— Written tasks —
a - In the forum warning post, rewrite the part starting at "The volume of" and ending at "the wrong direction.", swapping "moderators" for "admins".
b - Answer these about the forum warning post:
(i) On what date was it posted?
(ii) Over what span of time have trolling and flaming posts been on the rise?
(iii) What three kinds of action do the moderators decide whether to take?
c - Pick up the forum warning post where it stops and keep writing.

# trolling/flaming - general warning - please read



## MikeH (Jan 29, 2018)

Good afternoon all

The volume of posts that could be classified as trolling and/or flaming has been on the rise over the past few months and it's now at a level where I feel I need to issue a warning to all members of the forum to refrain from this type of posting

The moderators (of which I am one) assess all the reported posts and decide whether or not we need to take action in the form of issuing warnings, infractions or even bans and while we would feel there is an element of some posts being banter that have been misconstrued and this is set against the usual 'winter syndrome' where so many of us are understandably frustrated by poor weather and a lack of golf (which often leads to a rise in ill tempered forum interaction, the trend is going in the wrong direction.

— Source excerpt —
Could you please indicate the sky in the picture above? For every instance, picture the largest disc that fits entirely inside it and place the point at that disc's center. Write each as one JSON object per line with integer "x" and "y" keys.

— Final results —
a -
The volume of posts that could be classified as trolling and/or flaming has been on the rise over the past few months and it's now at a level where I feel I need to issue a warning to all members of the forum to refrain from this type of posting

The admins (of which I am one) assess all the reported posts and decide whether or not we need to take action in the form of issuing warnings, infractions or even bans and while we would feel there is an element of some posts being banter that have been misconstrued and this is set against the usual 'winter syndrome' where so many of us are understandably frustrated by poor weather and a lack of golf (which often leads to a rise in ill tempered forum interaction, the trend is going in the wrong direction.

b -
(i) Jan 29, 2018
(ii) The past few months
(iii) Issuing warnings, infractions or even bans

c -
The number of posts reporting this type of behaviour to the moderators has increased in the last couple of months not just from forum members who feel they are the subject of the trolling/flaming and general insults but also from other forumers who have felt the need to highlight posts to the moderators that they feel overstep the mark and verge on, or are basically, online bullying. As editor of Golf Monthly and the person who is ultimately responsible for the website I can't allow that to continue unchecked.

The result is that going forwards, forumers who indulge in trolling and flaming can expect immediate infractions rather than friendly warnings and temporary or even permanent bans rather than infractions if the moderators feel a period on the sidelines is needed.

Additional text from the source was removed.